--- WHAT IS REQUIRED ---
Extract every line in the data below that contains the string "shoreline", copying each one in full.

--- STORED RECORDS ---
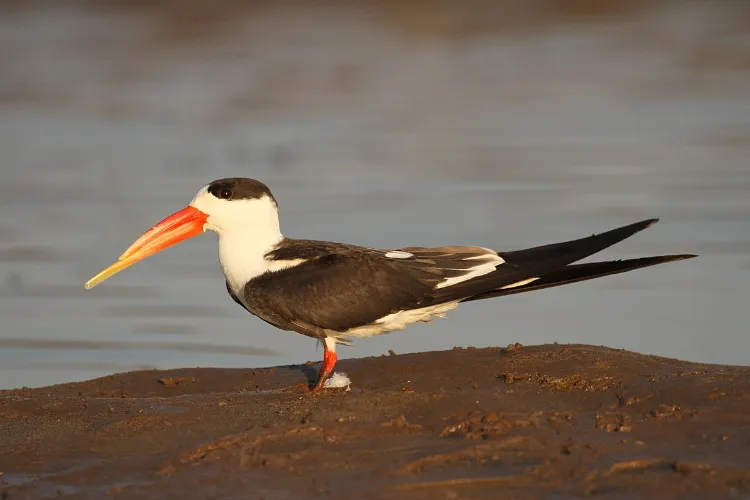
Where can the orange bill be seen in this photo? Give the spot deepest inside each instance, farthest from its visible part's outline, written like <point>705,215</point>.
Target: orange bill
<point>178,227</point>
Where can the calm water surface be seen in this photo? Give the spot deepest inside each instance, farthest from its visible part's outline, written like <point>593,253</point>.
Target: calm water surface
<point>369,136</point>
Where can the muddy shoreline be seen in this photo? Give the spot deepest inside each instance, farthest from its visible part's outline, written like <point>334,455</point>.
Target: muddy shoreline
<point>517,422</point>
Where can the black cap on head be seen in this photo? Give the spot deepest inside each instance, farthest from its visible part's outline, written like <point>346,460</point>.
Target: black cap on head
<point>239,188</point>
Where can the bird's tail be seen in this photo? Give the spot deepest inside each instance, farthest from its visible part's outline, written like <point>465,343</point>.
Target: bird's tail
<point>581,272</point>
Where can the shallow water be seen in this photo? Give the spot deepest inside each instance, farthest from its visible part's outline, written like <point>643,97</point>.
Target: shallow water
<point>369,135</point>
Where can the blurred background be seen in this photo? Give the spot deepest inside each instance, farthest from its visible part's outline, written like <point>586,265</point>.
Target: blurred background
<point>383,123</point>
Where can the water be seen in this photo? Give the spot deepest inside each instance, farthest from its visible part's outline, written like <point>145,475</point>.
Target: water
<point>375,132</point>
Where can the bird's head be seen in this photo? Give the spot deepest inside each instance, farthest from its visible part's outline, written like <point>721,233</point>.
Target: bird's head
<point>226,206</point>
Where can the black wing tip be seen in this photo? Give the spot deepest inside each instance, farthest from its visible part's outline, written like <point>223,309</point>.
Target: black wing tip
<point>683,256</point>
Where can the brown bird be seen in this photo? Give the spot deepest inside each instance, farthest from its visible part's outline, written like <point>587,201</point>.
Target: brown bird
<point>336,292</point>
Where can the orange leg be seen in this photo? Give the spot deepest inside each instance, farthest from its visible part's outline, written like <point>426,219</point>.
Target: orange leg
<point>329,361</point>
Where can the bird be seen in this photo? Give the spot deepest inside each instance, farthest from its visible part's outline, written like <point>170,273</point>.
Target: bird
<point>336,292</point>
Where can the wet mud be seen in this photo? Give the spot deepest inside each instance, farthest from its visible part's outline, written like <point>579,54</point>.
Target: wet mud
<point>551,421</point>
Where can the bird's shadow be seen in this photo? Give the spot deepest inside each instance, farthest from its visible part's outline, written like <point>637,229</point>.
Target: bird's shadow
<point>310,371</point>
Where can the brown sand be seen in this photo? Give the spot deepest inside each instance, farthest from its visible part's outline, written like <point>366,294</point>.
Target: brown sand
<point>544,421</point>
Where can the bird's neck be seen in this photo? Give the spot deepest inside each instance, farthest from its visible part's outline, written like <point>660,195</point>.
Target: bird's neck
<point>242,252</point>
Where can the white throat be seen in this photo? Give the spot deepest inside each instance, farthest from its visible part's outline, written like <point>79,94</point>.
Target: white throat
<point>248,229</point>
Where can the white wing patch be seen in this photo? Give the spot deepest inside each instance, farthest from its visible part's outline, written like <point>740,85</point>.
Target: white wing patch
<point>399,320</point>
<point>398,254</point>
<point>489,263</point>
<point>520,283</point>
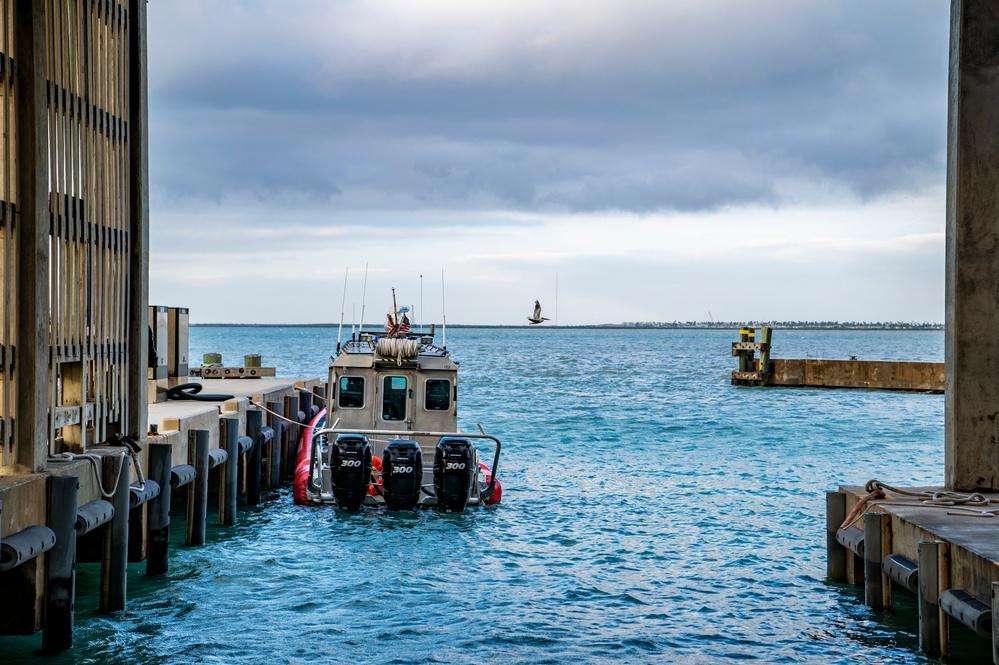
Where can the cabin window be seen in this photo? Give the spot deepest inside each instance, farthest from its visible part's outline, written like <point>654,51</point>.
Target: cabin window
<point>394,398</point>
<point>351,392</point>
<point>438,395</point>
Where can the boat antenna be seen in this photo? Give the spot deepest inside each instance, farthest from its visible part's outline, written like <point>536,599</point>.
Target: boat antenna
<point>343,304</point>
<point>364,292</point>
<point>395,308</point>
<point>556,300</point>
<point>443,313</point>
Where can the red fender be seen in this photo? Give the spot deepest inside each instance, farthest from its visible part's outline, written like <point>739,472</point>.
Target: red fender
<point>304,461</point>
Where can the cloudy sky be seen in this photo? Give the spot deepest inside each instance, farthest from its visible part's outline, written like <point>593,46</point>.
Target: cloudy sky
<point>658,160</point>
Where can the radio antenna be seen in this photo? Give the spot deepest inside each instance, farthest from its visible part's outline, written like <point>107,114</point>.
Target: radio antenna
<point>364,293</point>
<point>443,312</point>
<point>343,304</point>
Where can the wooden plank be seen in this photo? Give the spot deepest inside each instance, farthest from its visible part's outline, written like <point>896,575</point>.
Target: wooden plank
<point>32,262</point>
<point>138,212</point>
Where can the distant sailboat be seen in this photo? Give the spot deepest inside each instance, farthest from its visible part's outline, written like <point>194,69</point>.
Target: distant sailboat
<point>537,318</point>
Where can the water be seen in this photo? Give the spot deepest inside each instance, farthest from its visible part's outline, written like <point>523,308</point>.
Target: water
<point>651,513</point>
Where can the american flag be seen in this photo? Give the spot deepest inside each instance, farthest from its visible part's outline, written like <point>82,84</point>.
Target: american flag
<point>402,326</point>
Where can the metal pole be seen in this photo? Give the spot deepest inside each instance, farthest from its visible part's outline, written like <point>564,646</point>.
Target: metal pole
<point>230,432</point>
<point>158,512</point>
<point>873,595</point>
<point>835,553</point>
<point>114,563</point>
<point>60,584</point>
<point>197,502</point>
<point>254,421</point>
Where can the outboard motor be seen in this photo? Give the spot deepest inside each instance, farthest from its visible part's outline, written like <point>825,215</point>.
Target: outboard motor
<point>454,472</point>
<point>350,470</point>
<point>402,474</point>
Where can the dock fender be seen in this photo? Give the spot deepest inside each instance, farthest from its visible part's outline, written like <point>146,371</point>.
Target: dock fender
<point>304,460</point>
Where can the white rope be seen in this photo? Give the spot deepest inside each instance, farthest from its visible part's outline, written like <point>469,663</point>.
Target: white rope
<point>398,348</point>
<point>970,505</point>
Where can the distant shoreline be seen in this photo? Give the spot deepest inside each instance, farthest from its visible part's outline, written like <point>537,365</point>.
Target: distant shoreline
<point>690,325</point>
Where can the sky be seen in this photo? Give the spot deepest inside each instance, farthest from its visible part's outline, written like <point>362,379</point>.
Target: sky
<point>618,160</point>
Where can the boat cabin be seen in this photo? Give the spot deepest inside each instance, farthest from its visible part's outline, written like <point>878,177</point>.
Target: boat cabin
<point>394,382</point>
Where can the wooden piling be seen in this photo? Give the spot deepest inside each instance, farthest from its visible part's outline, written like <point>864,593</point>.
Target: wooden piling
<point>254,423</point>
<point>158,512</point>
<point>293,435</point>
<point>138,220</point>
<point>835,553</point>
<point>276,449</point>
<point>197,497</point>
<point>60,582</point>
<point>933,623</point>
<point>873,576</point>
<point>995,624</point>
<point>33,228</point>
<point>114,560</point>
<point>229,478</point>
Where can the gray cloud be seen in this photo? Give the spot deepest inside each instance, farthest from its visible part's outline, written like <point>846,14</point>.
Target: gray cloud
<point>643,107</point>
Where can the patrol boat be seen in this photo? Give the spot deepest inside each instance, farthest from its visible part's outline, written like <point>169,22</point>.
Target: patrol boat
<point>392,437</point>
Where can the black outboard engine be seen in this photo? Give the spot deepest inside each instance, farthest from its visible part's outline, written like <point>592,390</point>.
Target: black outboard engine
<point>350,470</point>
<point>402,474</point>
<point>454,471</point>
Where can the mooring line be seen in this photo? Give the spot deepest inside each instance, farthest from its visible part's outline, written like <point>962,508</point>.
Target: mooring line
<point>958,503</point>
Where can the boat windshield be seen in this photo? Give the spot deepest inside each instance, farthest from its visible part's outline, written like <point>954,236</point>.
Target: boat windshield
<point>438,395</point>
<point>351,392</point>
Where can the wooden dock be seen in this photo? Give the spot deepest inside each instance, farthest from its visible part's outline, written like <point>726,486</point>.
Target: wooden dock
<point>824,373</point>
<point>947,556</point>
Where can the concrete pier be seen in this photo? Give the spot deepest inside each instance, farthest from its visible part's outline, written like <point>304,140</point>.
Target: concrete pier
<point>972,292</point>
<point>824,373</point>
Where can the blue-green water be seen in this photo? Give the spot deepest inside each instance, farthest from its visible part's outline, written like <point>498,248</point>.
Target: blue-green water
<point>651,513</point>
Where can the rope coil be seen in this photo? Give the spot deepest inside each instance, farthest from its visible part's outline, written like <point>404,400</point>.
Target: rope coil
<point>970,505</point>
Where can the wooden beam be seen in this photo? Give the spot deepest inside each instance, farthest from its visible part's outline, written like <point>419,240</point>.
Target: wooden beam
<point>31,364</point>
<point>138,212</point>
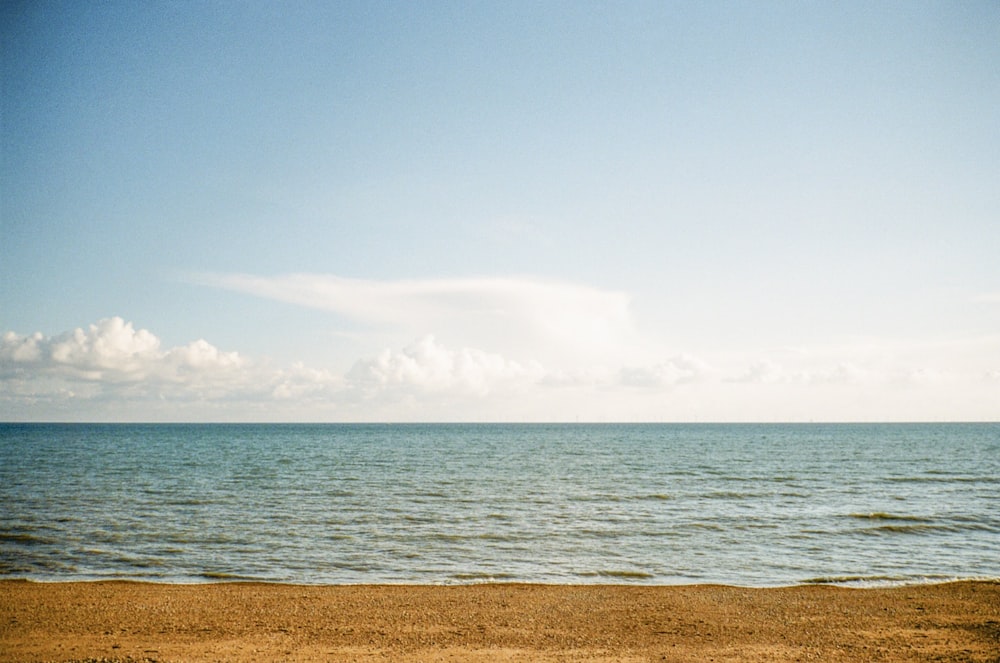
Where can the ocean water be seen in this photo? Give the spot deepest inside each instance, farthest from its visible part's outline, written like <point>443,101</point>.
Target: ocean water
<point>752,505</point>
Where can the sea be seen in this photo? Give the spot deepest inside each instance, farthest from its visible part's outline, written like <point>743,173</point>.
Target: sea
<point>656,504</point>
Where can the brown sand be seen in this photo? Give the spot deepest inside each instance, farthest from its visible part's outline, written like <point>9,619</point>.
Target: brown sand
<point>252,622</point>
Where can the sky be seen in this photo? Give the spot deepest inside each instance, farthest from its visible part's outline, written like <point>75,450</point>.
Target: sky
<point>500,211</point>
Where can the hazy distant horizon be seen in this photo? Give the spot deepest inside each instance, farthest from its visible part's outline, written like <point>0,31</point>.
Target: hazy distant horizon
<point>500,212</point>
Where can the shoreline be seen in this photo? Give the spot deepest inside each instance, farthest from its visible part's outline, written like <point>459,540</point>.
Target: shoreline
<point>243,621</point>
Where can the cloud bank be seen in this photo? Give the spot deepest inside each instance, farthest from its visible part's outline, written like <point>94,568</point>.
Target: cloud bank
<point>524,317</point>
<point>111,370</point>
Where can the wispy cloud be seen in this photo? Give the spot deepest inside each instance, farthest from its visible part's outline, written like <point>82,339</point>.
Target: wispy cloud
<point>528,317</point>
<point>114,370</point>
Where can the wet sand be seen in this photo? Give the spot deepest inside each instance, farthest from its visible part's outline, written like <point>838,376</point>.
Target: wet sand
<point>506,622</point>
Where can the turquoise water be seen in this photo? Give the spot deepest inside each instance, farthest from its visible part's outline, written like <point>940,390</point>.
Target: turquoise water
<point>753,505</point>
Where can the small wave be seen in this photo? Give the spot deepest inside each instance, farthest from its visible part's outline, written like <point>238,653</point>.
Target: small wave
<point>24,538</point>
<point>881,515</point>
<point>615,573</point>
<point>919,528</point>
<point>487,577</point>
<point>847,580</point>
<point>221,575</point>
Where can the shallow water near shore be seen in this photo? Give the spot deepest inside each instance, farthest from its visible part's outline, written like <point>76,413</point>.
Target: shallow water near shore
<point>748,504</point>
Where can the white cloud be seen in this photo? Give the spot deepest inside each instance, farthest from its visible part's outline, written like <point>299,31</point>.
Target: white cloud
<point>111,358</point>
<point>431,367</point>
<point>113,371</point>
<point>677,370</point>
<point>523,317</point>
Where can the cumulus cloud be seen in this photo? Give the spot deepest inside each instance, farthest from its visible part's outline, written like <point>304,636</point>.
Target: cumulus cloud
<point>111,350</point>
<point>677,370</point>
<point>769,372</point>
<point>431,367</point>
<point>531,316</point>
<point>114,360</point>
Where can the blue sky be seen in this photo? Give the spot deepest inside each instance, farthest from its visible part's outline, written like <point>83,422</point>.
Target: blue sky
<point>502,211</point>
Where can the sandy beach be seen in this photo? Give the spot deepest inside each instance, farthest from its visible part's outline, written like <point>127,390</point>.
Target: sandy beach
<point>496,622</point>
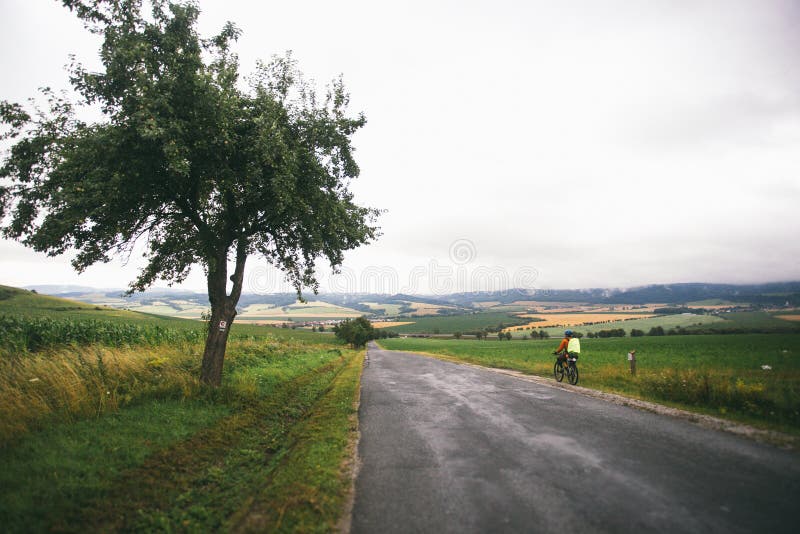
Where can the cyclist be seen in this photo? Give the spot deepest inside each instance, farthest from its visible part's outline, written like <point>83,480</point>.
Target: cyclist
<point>570,346</point>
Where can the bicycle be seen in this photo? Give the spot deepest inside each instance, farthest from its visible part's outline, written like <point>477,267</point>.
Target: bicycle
<point>571,369</point>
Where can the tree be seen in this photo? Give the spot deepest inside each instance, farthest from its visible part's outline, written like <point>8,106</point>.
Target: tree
<point>201,170</point>
<point>356,331</point>
<point>656,331</point>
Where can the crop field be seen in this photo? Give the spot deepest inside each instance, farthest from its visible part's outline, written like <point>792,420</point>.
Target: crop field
<point>575,319</point>
<point>390,324</point>
<point>449,324</point>
<point>423,309</point>
<point>645,324</point>
<point>753,378</point>
<point>385,309</point>
<point>106,422</point>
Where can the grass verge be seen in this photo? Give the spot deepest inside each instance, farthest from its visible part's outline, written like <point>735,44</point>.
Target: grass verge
<point>208,460</point>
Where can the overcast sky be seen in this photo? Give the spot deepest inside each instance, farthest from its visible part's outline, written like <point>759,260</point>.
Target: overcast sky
<point>532,143</point>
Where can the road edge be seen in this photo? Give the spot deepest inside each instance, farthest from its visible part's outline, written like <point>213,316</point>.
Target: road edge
<point>352,461</point>
<point>771,437</point>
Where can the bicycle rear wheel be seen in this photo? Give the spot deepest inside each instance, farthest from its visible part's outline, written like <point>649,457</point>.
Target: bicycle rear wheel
<point>558,371</point>
<point>572,374</point>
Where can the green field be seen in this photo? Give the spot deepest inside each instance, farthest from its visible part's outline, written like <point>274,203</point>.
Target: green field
<point>666,321</point>
<point>717,374</point>
<point>123,437</point>
<point>21,303</point>
<point>448,324</point>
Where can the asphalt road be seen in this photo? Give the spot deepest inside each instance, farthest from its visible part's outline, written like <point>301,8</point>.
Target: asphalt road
<point>451,448</point>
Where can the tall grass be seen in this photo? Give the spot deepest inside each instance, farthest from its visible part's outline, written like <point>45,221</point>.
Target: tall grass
<point>18,334</point>
<point>78,382</point>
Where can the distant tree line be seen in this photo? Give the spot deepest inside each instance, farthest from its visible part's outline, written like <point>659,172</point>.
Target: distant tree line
<point>356,332</point>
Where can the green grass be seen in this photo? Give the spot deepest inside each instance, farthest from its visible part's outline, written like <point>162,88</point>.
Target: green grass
<point>457,323</point>
<point>194,463</point>
<point>719,374</point>
<point>755,320</point>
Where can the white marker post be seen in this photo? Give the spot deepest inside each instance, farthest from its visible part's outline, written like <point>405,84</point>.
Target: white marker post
<point>632,359</point>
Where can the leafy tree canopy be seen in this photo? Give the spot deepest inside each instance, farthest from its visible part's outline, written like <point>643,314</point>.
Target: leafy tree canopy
<point>199,165</point>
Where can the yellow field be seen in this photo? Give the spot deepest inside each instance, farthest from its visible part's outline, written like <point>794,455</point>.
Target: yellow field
<point>575,319</point>
<point>421,308</point>
<point>389,324</point>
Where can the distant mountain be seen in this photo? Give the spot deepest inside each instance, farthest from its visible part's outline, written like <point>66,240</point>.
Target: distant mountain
<point>770,294</point>
<point>777,293</point>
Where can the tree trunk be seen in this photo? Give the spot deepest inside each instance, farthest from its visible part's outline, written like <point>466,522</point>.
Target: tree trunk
<point>216,342</point>
<point>223,311</point>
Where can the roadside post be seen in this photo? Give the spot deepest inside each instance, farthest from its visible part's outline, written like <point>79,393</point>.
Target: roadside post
<point>632,360</point>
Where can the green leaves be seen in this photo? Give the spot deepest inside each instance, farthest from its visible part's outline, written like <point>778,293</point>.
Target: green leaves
<point>186,159</point>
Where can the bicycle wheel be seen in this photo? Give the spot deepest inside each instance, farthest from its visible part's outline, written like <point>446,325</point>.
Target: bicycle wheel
<point>572,374</point>
<point>558,371</point>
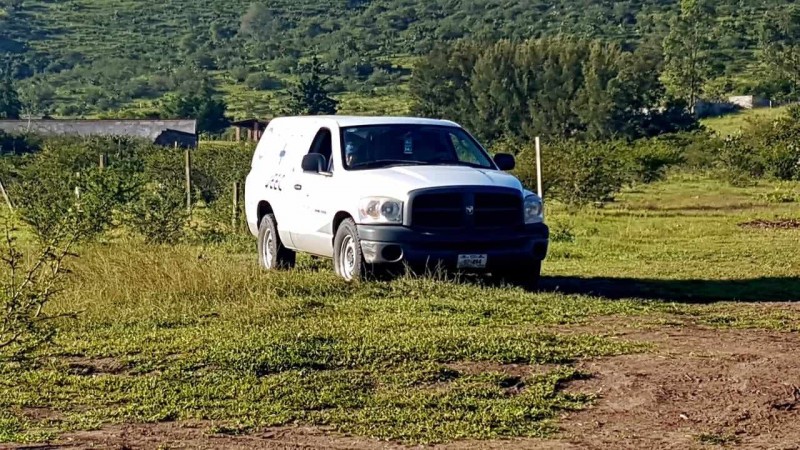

--- RIGHT ANSWER ---
Where can the muddy shoreline be seen in this photo? Give the spot deepest inside each instance, farthest from its visible part's outline, written like <point>334,455</point>.
Target: muddy shoreline
Where can the distant shoreline be seen in this photo? Give the spot deepest inside each instance, farthest from its visible part's outline, written like <point>537,365</point>.
Target: distant shoreline
Where can the shoreline be seen in this photo? Give the spot deepest inside each instance, farthest from its visible part's outline, written like <point>459,540</point>.
Target: shoreline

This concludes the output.